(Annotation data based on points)
────────

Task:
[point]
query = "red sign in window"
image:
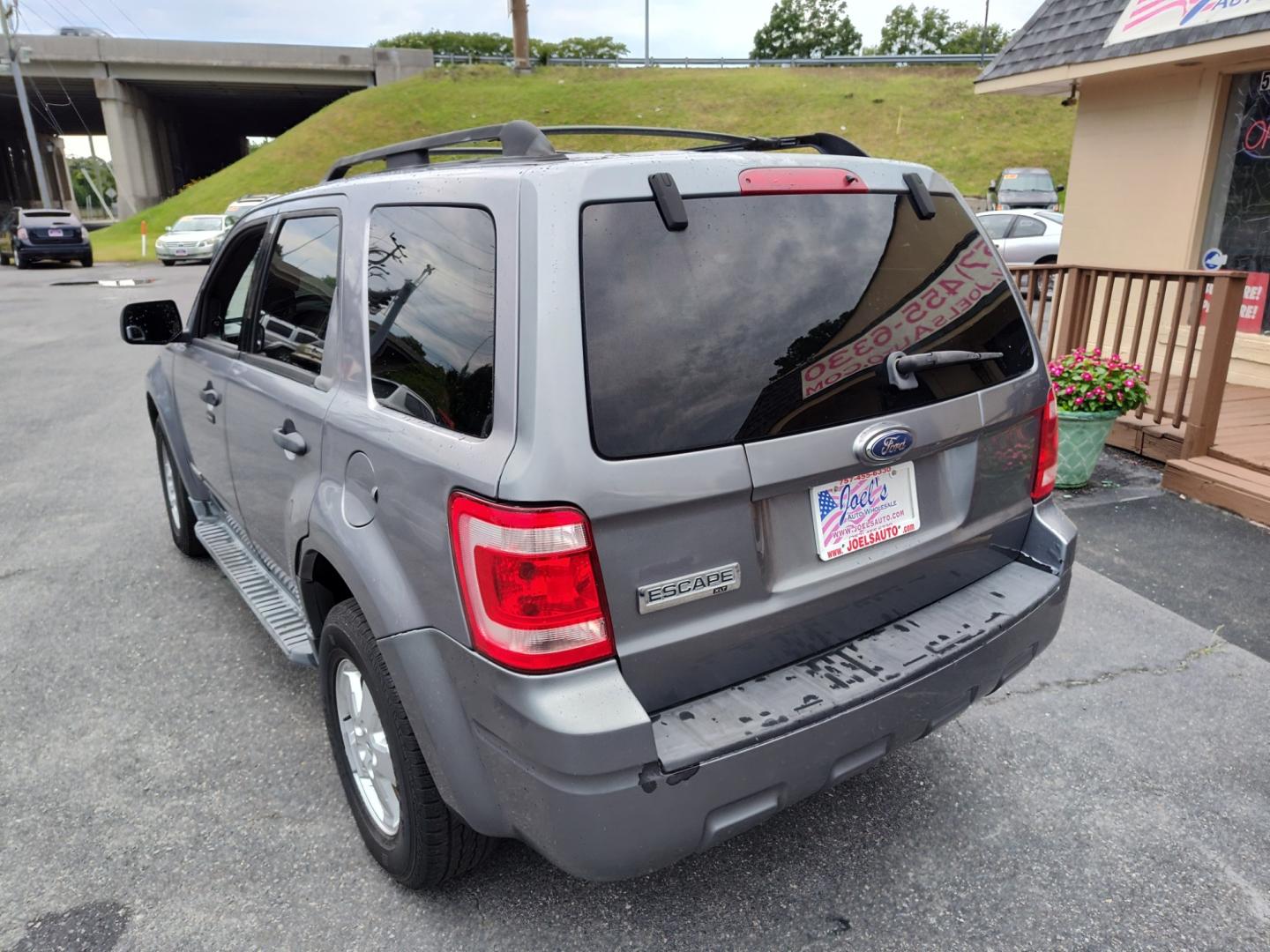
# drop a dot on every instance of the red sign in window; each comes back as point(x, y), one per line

────────

To be done: Reproduce all of the material above line for line, without any changes, and omit the pictures.

Expected answer:
Task:
[point]
query = "red sign in window"
image:
# drop a dot on every instance of the red sign in window; each comes back as point(x, y), one per line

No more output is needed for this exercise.